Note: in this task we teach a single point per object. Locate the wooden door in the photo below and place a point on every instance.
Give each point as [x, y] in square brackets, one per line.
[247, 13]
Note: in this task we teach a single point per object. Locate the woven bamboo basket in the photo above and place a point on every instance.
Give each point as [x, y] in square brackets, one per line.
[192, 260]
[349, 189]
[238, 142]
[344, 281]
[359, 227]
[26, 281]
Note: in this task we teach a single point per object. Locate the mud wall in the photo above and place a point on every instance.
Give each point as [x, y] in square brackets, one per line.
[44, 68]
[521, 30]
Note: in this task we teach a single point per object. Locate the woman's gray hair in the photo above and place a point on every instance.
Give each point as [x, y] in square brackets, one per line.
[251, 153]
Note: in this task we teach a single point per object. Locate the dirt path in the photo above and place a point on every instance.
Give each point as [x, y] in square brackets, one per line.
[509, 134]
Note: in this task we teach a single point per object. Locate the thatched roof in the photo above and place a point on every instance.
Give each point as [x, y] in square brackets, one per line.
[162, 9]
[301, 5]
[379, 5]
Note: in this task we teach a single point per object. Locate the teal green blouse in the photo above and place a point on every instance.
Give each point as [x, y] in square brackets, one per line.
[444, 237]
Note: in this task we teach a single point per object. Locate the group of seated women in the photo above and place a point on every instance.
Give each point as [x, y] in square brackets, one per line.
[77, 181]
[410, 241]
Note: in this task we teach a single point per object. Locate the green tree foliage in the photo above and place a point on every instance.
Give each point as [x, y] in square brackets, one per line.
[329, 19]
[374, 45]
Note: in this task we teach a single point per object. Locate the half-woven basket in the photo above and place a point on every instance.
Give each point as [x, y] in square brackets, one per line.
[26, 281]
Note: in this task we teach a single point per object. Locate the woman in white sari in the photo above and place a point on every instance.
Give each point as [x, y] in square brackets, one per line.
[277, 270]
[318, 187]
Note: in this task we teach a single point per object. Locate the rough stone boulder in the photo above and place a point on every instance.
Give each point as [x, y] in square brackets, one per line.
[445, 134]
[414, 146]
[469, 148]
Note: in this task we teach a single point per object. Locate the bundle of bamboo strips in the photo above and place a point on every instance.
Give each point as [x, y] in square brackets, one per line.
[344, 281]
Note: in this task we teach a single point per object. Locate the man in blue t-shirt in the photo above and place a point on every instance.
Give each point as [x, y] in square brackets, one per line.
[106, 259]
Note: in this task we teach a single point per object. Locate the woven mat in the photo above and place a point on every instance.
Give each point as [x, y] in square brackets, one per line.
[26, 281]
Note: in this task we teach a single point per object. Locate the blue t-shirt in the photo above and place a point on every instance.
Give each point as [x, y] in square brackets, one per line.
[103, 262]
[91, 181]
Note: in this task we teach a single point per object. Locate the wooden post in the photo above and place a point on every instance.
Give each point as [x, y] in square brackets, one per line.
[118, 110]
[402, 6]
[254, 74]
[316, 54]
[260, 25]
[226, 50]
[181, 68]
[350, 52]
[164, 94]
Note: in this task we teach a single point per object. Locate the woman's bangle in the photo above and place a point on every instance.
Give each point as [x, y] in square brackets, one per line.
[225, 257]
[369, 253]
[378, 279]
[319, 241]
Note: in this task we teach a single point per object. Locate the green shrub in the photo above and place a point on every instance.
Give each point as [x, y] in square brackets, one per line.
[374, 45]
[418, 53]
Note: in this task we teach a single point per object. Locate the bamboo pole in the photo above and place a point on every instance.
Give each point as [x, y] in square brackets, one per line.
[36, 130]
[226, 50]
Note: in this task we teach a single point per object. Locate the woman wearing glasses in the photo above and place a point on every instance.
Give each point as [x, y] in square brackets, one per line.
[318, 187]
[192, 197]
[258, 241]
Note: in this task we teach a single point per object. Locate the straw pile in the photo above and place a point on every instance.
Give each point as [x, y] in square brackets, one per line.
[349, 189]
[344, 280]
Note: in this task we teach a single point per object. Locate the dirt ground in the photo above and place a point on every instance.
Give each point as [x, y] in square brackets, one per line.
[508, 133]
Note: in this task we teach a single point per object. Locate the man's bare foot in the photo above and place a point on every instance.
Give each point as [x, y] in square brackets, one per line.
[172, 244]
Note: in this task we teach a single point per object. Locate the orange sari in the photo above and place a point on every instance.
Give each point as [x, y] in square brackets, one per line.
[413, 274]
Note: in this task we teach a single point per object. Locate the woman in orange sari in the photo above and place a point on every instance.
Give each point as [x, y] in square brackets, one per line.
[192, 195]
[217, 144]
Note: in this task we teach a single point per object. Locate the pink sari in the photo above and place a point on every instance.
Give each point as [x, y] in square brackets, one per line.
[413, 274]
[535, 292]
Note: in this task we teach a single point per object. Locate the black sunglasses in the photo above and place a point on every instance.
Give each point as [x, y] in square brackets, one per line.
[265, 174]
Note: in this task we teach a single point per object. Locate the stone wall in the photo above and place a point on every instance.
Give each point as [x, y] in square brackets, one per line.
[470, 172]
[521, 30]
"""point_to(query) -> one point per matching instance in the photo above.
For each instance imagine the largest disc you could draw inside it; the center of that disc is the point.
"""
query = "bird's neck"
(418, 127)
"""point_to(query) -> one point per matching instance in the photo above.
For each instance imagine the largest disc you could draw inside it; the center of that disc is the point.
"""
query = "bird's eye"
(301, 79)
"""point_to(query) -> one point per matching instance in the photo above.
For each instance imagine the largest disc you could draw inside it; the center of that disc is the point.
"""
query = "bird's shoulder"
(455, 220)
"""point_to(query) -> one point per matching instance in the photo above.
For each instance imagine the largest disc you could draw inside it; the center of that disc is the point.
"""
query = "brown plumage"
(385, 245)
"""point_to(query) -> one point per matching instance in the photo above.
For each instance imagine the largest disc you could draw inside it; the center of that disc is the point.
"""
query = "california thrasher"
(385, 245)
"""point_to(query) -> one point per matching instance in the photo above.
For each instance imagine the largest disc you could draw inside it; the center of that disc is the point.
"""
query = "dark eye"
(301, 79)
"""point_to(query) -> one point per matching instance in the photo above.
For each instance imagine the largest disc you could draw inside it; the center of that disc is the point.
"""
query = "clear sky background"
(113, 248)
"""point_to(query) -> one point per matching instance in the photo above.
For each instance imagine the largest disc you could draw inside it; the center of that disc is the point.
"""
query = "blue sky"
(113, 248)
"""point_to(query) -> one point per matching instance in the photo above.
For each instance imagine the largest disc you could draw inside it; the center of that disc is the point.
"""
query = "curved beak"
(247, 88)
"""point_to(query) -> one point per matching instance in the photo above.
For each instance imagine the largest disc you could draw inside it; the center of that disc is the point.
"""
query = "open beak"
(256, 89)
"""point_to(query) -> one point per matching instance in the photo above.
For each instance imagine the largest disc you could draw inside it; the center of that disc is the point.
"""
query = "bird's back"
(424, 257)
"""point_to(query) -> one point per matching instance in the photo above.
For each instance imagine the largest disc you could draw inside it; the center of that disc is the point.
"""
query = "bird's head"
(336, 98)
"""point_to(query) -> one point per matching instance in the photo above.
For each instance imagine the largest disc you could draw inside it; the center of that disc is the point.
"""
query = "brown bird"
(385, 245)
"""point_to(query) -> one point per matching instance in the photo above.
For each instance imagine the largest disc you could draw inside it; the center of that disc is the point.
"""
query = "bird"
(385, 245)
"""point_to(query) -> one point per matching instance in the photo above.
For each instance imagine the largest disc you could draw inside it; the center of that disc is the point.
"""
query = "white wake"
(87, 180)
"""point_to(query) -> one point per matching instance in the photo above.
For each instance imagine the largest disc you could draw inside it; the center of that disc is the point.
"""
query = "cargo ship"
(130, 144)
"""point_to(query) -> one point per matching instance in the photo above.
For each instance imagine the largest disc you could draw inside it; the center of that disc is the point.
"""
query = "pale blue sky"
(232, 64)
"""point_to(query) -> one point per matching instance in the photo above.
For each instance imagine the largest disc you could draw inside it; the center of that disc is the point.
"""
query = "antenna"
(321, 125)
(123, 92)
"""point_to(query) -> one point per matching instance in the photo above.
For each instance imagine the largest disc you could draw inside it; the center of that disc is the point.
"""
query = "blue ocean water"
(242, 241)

* _WHAT THE TASK REQUIRES_: Find every line in the data above that contains the word "orange" and copy each of those lines in full.

* _THE RESULT_:
Note: in this task we teach a single point per object. Locate the orange sari in the photo above and place a point on every instance.
Note: in this task we teach a single point per object. Locate the woman in orange sari in the photo above and place a point on every instance.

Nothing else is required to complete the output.